— WORK TO BE COMPLETED —
Exactly as written, print each record in the listing.

— RECORDS SHOWN —
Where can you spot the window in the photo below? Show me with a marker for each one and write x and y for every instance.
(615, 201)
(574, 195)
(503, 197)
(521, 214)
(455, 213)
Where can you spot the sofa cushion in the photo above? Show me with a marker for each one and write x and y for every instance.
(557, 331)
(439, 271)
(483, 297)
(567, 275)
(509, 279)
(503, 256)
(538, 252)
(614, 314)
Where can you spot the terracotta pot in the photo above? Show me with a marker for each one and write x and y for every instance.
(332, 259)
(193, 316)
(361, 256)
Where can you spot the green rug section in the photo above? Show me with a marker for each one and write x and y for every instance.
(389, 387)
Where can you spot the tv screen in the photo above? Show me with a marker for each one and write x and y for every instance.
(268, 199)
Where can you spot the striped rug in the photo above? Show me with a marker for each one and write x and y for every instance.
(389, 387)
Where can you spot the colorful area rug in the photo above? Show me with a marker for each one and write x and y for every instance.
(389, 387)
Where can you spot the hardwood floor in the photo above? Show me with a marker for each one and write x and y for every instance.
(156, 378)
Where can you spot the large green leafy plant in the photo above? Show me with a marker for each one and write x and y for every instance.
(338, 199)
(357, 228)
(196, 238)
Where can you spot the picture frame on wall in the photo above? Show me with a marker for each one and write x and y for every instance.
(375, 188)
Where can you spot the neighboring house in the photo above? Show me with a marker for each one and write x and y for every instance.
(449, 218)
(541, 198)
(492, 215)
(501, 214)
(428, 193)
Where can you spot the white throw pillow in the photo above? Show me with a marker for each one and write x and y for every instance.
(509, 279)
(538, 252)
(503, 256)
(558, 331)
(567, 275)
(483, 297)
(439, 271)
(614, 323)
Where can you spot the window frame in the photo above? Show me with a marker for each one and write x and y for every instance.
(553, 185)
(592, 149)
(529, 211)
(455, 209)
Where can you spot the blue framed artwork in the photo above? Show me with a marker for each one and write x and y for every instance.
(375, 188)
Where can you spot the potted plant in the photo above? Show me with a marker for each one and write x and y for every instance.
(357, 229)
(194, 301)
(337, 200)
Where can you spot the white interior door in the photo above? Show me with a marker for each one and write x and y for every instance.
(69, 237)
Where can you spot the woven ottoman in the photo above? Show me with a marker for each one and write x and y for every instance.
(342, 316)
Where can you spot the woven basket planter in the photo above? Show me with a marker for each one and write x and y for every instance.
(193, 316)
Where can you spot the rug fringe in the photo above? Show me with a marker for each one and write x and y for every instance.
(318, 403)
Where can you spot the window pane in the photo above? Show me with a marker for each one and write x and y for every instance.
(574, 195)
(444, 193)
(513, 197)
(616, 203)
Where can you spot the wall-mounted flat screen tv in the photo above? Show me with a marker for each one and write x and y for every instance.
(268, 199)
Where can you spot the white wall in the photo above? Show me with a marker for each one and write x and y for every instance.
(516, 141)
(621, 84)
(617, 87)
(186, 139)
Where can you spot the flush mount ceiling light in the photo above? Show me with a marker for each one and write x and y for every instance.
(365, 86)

— OUTPUT OF THE TASK —
Where can you spot the window in the photo below? Show me with a marker for each one and write x and y for every instance.
(615, 201)
(574, 195)
(503, 197)
(521, 214)
(455, 213)
Where can you spot the sofa cushion in the photo above? Show me with a marker for each one and write x and y for every instance.
(557, 331)
(439, 271)
(483, 297)
(567, 275)
(509, 279)
(503, 256)
(538, 252)
(614, 314)
Where can you spot the terracotta pot in the photo above? Show me with a marker for each one and write x and y for every instance.
(332, 259)
(193, 316)
(361, 256)
Where can you spot the green rug section in the photo above? Show me with a marker for each one and write x and y for every instance.
(389, 387)
Where can you spot the tv screen in the photo above? Show me with a marker for each one and write x and y for every instance.
(268, 199)
Where can you spot the striped rug in the photo above? Show me with a marker for each one and write x and y for every instance.
(389, 387)
Where can you spot the colorful area rug in the photo above? Show me with a marker for each one and write x and y for every instance.
(389, 387)
Where can you spot the hardwood floor in the photo above? Show me with a marker for each one and write x and y for every instance.
(156, 378)
Where can you spot the large green leafy plant in the photo above? Show me with a marker for each one and write x and y for every instance.
(338, 199)
(357, 228)
(196, 238)
Where can you spot the picture frame on wall in the photo above? Show me with a marker for each one and write x and y for every instance.
(375, 188)
Where can you spot the neighboring house in the photo above? Show me with a marker for each one and write x and y for every instance.
(449, 218)
(541, 198)
(492, 215)
(501, 214)
(428, 193)
Where can you spot the white throw pillow in the photo above? Show me with a marker for each one and write x and y for every instance.
(509, 279)
(538, 252)
(503, 256)
(558, 331)
(567, 275)
(483, 297)
(439, 271)
(614, 323)
Where can you spot the window frame in the photo above? Show me with a marker for each one and write x and y for every instance.
(553, 185)
(592, 149)
(529, 211)
(455, 209)
Where can you spot the blue framed artwork in the photo above? Show me with a marker for each one and write x and y for every instance.
(375, 188)
Where can you spot the potted plant in the photo above? Show me with a marker for each one and write x and y for every instance.
(357, 229)
(194, 301)
(337, 200)
Where can you spot the white interior door in the photo above? Show me with a marker for each one and write x and y for every instance.
(69, 237)
Where can you spot the woven ottoman in the photo above? Show me with a marker for each one and write x and y for every instance.
(342, 316)
Where can you spot the woven basket planter in the photo above? Show me with a marker for each one and write x and y for every instance.
(193, 316)
Where can you spot the rug fringe in the photo above? Show me with a marker for each one and write x and y for every instance.
(318, 403)
Where can you spot the window pane in the photo above? Show me with a marker for each one and write x and y for every instance.
(574, 195)
(444, 193)
(513, 197)
(616, 203)
Where can you spot the wall-mounted flat screen tv in the photo above? Show me with a marker for each one and write x and y for every instance.
(268, 199)
Where can you spot the white wall in the photo above? Show me with a marker for each one and write x and y for every instance.
(516, 141)
(621, 84)
(617, 87)
(186, 139)
Where can you spot the flush mount ceiling light in the photo above? Show me with a marker for each one and write x and y for every instance.
(365, 86)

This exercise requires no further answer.